### TASK TO COMPLETE
Each record below must come back exactly as written; its pictures must not.

### RECORDED INFORMATION
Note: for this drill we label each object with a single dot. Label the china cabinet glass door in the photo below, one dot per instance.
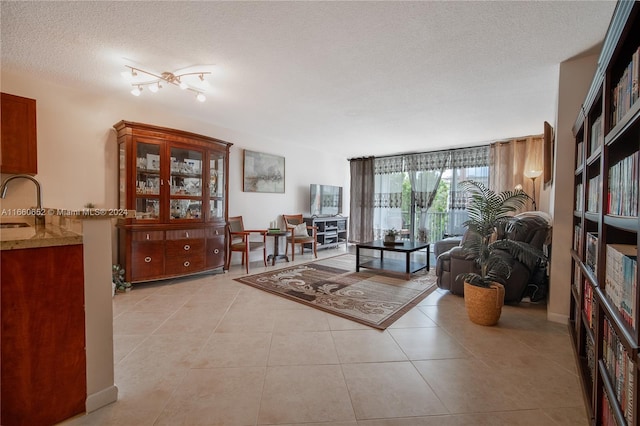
(216, 186)
(185, 183)
(147, 181)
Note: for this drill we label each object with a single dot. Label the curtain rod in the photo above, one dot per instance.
(450, 149)
(414, 153)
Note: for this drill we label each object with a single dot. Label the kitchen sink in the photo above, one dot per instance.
(14, 225)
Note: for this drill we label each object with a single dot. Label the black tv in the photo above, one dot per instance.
(326, 200)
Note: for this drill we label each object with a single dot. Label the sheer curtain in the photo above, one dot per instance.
(389, 179)
(362, 196)
(466, 164)
(509, 161)
(425, 172)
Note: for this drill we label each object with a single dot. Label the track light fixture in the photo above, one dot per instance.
(175, 79)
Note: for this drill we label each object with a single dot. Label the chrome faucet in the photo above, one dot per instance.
(39, 216)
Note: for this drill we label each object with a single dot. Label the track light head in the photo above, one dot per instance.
(176, 79)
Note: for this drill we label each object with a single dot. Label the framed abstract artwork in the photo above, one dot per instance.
(262, 172)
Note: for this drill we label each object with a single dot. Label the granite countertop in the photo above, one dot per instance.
(37, 236)
(62, 227)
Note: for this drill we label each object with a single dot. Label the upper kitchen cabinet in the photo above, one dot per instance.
(19, 143)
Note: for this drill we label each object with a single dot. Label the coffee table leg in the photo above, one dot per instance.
(276, 249)
(408, 263)
(428, 256)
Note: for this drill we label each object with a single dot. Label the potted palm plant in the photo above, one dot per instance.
(491, 214)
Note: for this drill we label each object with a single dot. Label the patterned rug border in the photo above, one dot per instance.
(366, 272)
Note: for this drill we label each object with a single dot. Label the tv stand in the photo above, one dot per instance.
(332, 230)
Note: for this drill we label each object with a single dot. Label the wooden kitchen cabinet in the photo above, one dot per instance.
(43, 335)
(176, 183)
(18, 140)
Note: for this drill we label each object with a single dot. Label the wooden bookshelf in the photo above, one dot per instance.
(604, 320)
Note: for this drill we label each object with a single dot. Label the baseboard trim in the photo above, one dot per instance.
(559, 318)
(100, 399)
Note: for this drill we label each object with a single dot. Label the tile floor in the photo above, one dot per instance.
(211, 351)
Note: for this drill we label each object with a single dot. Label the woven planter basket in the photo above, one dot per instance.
(484, 305)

### ANSWER FOR THE TASK
Note: for this drill we label each object with a single dot. Label the china cabinet glass door in the photo below, one dot per instance.
(216, 186)
(185, 183)
(147, 181)
Note: for this drill we label each object with a single dot. Label the curtain rod in the photo above, one dot per instance.
(450, 149)
(414, 153)
Note: for this drill we label each object with a single dot. Label the kitchen sink in the photo above, one dot per instance.
(14, 225)
Note: for this drill we label each object with a single dot. Label the black tv in the photo above, one dot per instance.
(326, 200)
Note: for this drill we label each object with a single dot. Label the sheer curtain in the photo above, one dot per instance.
(389, 179)
(362, 196)
(466, 164)
(509, 161)
(425, 172)
Note: for this drill we label each object with a single dot. Label the track light fixture in the photo above, one dot per instance.
(175, 79)
Note: for this drill we label each object with a single dot. Label the chrome faucet in the photo above, one dot per instance.
(39, 216)
Note: for this drill we label each object with a single dot. Label the track light head in the photo above, one dot per instance.
(176, 79)
Note: for this drill we label each object with a single dot. Label the framed abstract artwork in the photo above, one dot per instance.
(262, 172)
Note: for this drill we label each object with a single dot. Label the granite countertop in the photo above, one dot per instance.
(37, 236)
(62, 227)
Note: for this drill we label each object with a single dot. Label the upper kitchen cabinet in the photo above, one dot per instance.
(19, 143)
Note: for this drill we label each object with a single dot. Label the coffee table leg in the photo above, one dot per instance.
(276, 249)
(408, 263)
(428, 256)
Note: for this drill we label each object with a single dot. Label the potted palm plant in the photo above, one dot per instance.
(491, 214)
Note: for this drill we label each object with a single dot. Label the patterned rug border in the photo above, one dot per instance.
(366, 272)
Note: for this drill we label each object with a single dot. Label the tv stand in the photo above, one dot per instance.
(332, 230)
Note: for this drill we label each object with a single dot. Label the wooden kitchen cabinet in the photo above, one dot per instance.
(43, 335)
(176, 183)
(18, 140)
Note: for this drill we label each object with a single dot. Label the wooden bookshelf in the photo above, one dot per instance.
(604, 320)
Note: for this drill we label each object with a single dot. Label the baseboard trim in the photo above, one dot per instance.
(559, 318)
(100, 399)
Note: for this drill we label each object with a single dot. Label the tile floor in the photo above, one dot per instance.
(211, 351)
Note: for this drill we label each object with a single dot. Label the woven planter basket in the photo above, one dot per instance.
(484, 305)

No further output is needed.